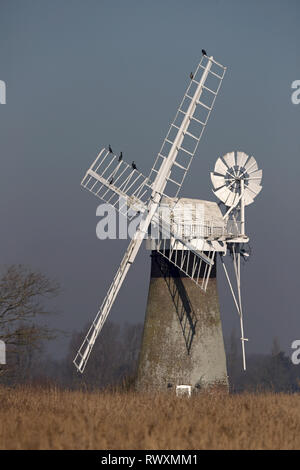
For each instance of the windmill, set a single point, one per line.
(236, 180)
(126, 188)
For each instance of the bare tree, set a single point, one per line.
(23, 298)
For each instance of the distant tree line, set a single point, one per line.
(24, 298)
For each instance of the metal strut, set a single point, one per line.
(238, 299)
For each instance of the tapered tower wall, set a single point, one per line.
(182, 338)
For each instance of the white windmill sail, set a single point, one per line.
(169, 169)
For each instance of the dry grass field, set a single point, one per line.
(36, 418)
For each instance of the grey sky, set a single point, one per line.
(80, 75)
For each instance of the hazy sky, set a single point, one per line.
(81, 75)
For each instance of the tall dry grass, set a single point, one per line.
(36, 418)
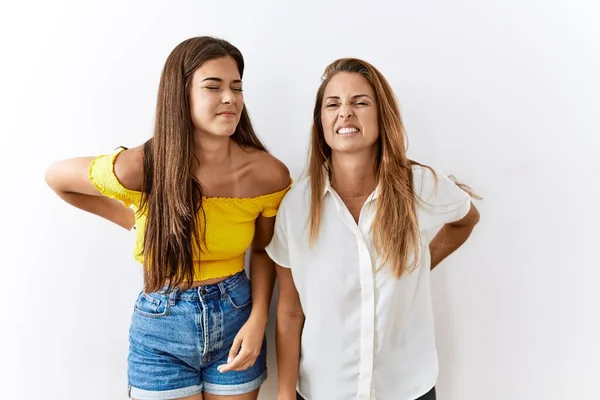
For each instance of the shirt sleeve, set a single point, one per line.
(103, 177)
(439, 197)
(271, 202)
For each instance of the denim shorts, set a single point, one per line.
(177, 341)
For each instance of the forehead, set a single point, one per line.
(224, 67)
(348, 84)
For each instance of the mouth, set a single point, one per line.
(347, 130)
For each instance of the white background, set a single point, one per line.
(501, 93)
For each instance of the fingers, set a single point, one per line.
(242, 361)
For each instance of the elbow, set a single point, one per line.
(52, 177)
(475, 216)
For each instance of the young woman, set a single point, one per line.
(354, 244)
(200, 192)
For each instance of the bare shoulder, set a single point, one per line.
(269, 173)
(129, 168)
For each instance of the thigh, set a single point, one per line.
(234, 307)
(164, 342)
(246, 396)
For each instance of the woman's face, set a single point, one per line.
(216, 98)
(349, 114)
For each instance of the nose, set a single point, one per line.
(345, 112)
(228, 97)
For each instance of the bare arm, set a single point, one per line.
(452, 236)
(290, 320)
(70, 181)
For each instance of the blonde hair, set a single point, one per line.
(395, 229)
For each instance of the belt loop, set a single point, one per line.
(222, 289)
(173, 296)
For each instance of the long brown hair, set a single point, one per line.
(172, 196)
(396, 233)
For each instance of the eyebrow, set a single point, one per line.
(214, 78)
(354, 97)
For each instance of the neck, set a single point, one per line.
(354, 175)
(211, 150)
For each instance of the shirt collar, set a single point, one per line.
(327, 186)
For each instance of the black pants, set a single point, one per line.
(427, 396)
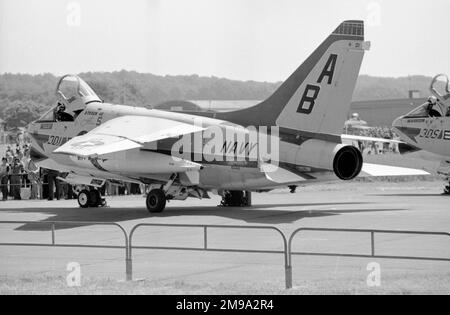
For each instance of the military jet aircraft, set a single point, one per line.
(426, 129)
(292, 138)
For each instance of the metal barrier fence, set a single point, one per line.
(372, 255)
(53, 243)
(205, 246)
(286, 243)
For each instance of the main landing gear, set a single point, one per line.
(91, 198)
(447, 190)
(236, 199)
(157, 198)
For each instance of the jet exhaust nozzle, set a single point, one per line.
(347, 163)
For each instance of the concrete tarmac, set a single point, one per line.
(403, 206)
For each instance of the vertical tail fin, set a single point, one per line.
(316, 97)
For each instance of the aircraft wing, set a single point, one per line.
(377, 170)
(370, 139)
(125, 133)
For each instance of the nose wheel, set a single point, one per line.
(156, 201)
(447, 190)
(236, 199)
(90, 199)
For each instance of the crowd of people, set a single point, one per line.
(373, 147)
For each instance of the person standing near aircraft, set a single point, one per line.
(4, 174)
(16, 174)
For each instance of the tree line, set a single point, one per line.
(23, 97)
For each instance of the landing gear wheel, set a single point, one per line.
(84, 199)
(156, 201)
(237, 199)
(447, 190)
(95, 199)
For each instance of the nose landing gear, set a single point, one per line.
(447, 190)
(236, 199)
(156, 201)
(91, 199)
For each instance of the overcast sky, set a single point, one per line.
(263, 40)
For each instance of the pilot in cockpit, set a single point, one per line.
(432, 101)
(60, 113)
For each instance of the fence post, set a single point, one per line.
(288, 276)
(53, 234)
(372, 238)
(129, 269)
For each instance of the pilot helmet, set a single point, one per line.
(432, 100)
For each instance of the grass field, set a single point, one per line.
(399, 285)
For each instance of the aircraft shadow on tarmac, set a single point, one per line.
(259, 214)
(411, 195)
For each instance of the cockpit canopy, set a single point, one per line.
(72, 96)
(425, 111)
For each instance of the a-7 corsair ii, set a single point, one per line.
(292, 138)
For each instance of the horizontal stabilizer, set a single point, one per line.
(368, 139)
(279, 175)
(377, 170)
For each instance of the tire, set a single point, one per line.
(84, 199)
(156, 201)
(95, 198)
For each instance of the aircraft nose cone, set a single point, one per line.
(398, 123)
######
• Task to carry out: Copy the listing word for word, excluding its pictures.

• Output:
For each instance of the windmill, set a single point, one per line.
(236, 180)
(126, 188)
For each instance of the bare tree, set a single point, one per line.
(23, 298)
For each instance of the distant tree line, set a single point, one per line.
(24, 298)
For each instance of the metal strut, set a single point, one per line.
(238, 299)
For each instance of the tapered tower wall, set a single point, one per line.
(182, 338)
For each instance of the white windmill sail, set a single point, one per line.
(169, 169)
For each instance of the dry grass field, set a single point, one per line.
(36, 418)
For each instance of the grey sky, set a single point, one per line.
(80, 75)
For each instance of the hazy sky, set a single point, one per line.
(81, 75)
For each instance of the tall dry grass, set a single point, one per line.
(36, 418)
For each instance of the shirt sleeve, set a single point, one per line.
(103, 177)
(439, 197)
(271, 202)
For each instance of the denim shorts, set a single point, one per line.
(177, 341)
For each instance of the forehead, set a single point, one per line.
(224, 67)
(348, 84)
For each instance of the mouth, set a single point, one per line.
(347, 130)
For each instance of the white background, set a single point, one per line.
(501, 93)
For each instance of the fingers, set a single point, one per line.
(242, 361)
For each instance of the elbow, set a single point, one per line.
(52, 177)
(475, 216)
For each instance of the young woman, set a single point, one per line.
(354, 244)
(200, 192)
For each instance of the bare shoulder, set a single point, one per line.
(269, 173)
(129, 168)
For each instance of the thigh, set a single point, one per line.
(234, 307)
(164, 342)
(246, 396)
For each instance of the woman's face, set a single point, one per line.
(216, 98)
(349, 114)
For each instance of the nose, set a single point, one per line.
(345, 112)
(228, 97)
For each instance of the bare arm, set a single point, one per line.
(452, 236)
(290, 320)
(70, 181)
For each instance of the blonde hair, set a single point, one per line.
(395, 229)
For each instance of the belt loop, set a single point, one per line.
(222, 289)
(173, 296)
For each instance of the long brown hair, set a single point, one per line.
(172, 196)
(396, 233)
For each instance of the eyebrow, set a single point, one per line.
(214, 78)
(354, 97)
For each instance of the neck, set a single point, one per line.
(354, 175)
(211, 150)
For each instance of the shirt collar, set a single point, one per line.
(327, 186)
For each instance of the black pants, set a single point, one per line.
(427, 396)
For each instance of the military jet aircraft, set a single point, one per line.
(426, 129)
(292, 138)
For each instance of the metal barrier fence, set a single point, one per line.
(372, 255)
(53, 243)
(205, 246)
(286, 243)
For each instance of the main landing gear, set a single point, one per line.
(91, 198)
(447, 190)
(236, 199)
(157, 198)
For each instance of the jet exhaust nozzle, set a single point, one per line.
(347, 163)
For each instance of the concrete tarmac, set a single point, one per line.
(403, 206)
For each instance of the vertical tail fin, set a single point, one per line.
(316, 97)
For each instance of the aircraft wing, set a single point, one per line.
(377, 170)
(370, 139)
(125, 133)
For each instance of the nose wheel, set a single point, one per line.
(156, 201)
(447, 190)
(236, 199)
(90, 199)
For each instance of the crowd of people, set a single point, one per line.
(373, 147)
For each instance of the person standing near aircraft, set a single point, one per line.
(4, 174)
(16, 174)
For each instance of the tree line, set a single point, one per line.
(23, 97)
For each instance of the landing gear wheel, set a single point, one per line.
(84, 199)
(156, 201)
(237, 199)
(447, 190)
(95, 199)
For each instance of the nose landing gear, set a single point, one per line.
(447, 190)
(236, 199)
(156, 201)
(91, 199)
For each instance of the overcast sky, set a single point, one per line.
(263, 40)
For each instance of the pilot in cockpit, set a single point, one per line.
(432, 101)
(60, 113)
For each instance of the fence post, set a single point, one per line.
(288, 276)
(53, 234)
(372, 238)
(129, 269)
For each instance of the pilot helmet, set a single point, one per line.
(432, 100)
For each instance of the grass field, set a single point, one per line.
(399, 285)
For each instance of the aircraft shadow on tarmac, set a single point, one per line.
(259, 214)
(411, 195)
For each instance of the cockpit canopy, set a single point, one per line.
(72, 96)
(425, 111)
For each instance of the a-7 corsair ii, set a single point, one per line.
(292, 138)
For each instance of the horizontal stabilizer, set a single point, one per line.
(368, 139)
(279, 175)
(377, 170)
For each instance of the tire, set a single point, one per line.
(84, 199)
(156, 201)
(95, 198)
For each instance of the aircraft nose cone, set a single point, one per line.
(398, 123)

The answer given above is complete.